--- START OF Record extracts ---

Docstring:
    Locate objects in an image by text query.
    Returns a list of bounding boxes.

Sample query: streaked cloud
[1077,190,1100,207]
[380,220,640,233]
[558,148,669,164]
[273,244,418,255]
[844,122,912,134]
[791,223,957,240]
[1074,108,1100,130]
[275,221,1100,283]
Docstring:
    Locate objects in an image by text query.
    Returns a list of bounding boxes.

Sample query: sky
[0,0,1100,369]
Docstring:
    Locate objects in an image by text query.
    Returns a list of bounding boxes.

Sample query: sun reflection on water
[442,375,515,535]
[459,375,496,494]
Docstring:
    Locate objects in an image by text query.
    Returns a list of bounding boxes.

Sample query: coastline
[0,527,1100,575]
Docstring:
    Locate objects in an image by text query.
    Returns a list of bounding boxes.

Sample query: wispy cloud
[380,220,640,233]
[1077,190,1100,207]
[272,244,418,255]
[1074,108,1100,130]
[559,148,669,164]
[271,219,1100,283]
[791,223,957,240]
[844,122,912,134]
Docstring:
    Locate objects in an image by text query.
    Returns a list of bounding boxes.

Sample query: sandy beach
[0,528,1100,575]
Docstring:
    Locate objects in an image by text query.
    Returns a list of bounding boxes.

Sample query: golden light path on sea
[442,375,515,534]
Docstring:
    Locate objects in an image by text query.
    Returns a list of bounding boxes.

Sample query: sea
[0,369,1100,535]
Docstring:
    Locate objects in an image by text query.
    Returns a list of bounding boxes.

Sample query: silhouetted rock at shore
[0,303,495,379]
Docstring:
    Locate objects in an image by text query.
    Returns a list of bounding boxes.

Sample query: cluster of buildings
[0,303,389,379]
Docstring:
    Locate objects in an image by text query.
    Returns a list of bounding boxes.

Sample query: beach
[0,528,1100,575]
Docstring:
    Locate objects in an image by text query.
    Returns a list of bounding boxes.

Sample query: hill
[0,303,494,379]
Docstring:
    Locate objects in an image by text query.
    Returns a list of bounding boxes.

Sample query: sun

--- END OF Record extracts ---

- _Instruction_
Update all of the rows so that each occurrence of "Sample query" becomes "Query text", and keep every other part the same.

- _Result below_
Docstring:
    Locate objects in an image by text query.
    Returns a list of bounding boxes.

Query text: streaked cloud
[1077,190,1100,207]
[380,220,640,233]
[558,148,669,164]
[273,244,418,255]
[844,122,912,134]
[791,223,957,240]
[1074,108,1100,130]
[275,221,1100,283]
Docstring:
    Locate objects in an image by text query.
    Returns a list of bounding boxes.

Query text: sky
[0,0,1100,369]
Docstring:
    Locate objects in an image by text query.
    Returns a list of bounding boxes.

Query text: sun reflection on water
[442,375,515,535]
[459,375,496,494]
Docstring:
    Locate objects in an image by text query.
    Returns a list of bounding boxes.

Query text: coastline
[0,527,1100,575]
Docstring:
    Locate objects in an image by text query.
    Returns a list of bounding boxes.

Query text: wispy cloud
[380,220,640,233]
[1077,190,1100,207]
[272,244,418,255]
[1074,108,1100,130]
[559,148,669,164]
[271,219,1100,283]
[791,223,957,240]
[844,122,912,134]
Docstring:
    Locate objects in an image by text query.
    Returns a list of bounding boxes.

Query text: sandy beach
[0,528,1100,575]
Docstring:
    Locate objects in an image by text query.
    Returns a list of bounding boxes.

Query text: golden light path on sea
[442,375,515,534]
Docstring:
    Locate objects in an image by text query.
    Returns a list of bounding boxes.

Query text: sea
[0,369,1100,535]
Docstring:
    Locate objects in an image by text query.
    Returns a list of bounding boxes.

Query text: silhouetted rock at shore
[0,303,495,379]
Docstring:
    Locate objects in an image by text query.
    Returns a list of bounding boxes.

Query text: cluster of buildings
[0,303,389,379]
Docstring:
    Locate objects in an image by text query.
    Returns a list of bounding boxes.

Query text: beach
[0,528,1100,575]
Docstring:
    Locate objects in an image by text query.
    Returns a list of bounding boxes.

Query text: hill
[0,303,494,379]
Docstring:
    Locate objects in an image by text query.
    Returns a list of bounding boxes.

Query text: sun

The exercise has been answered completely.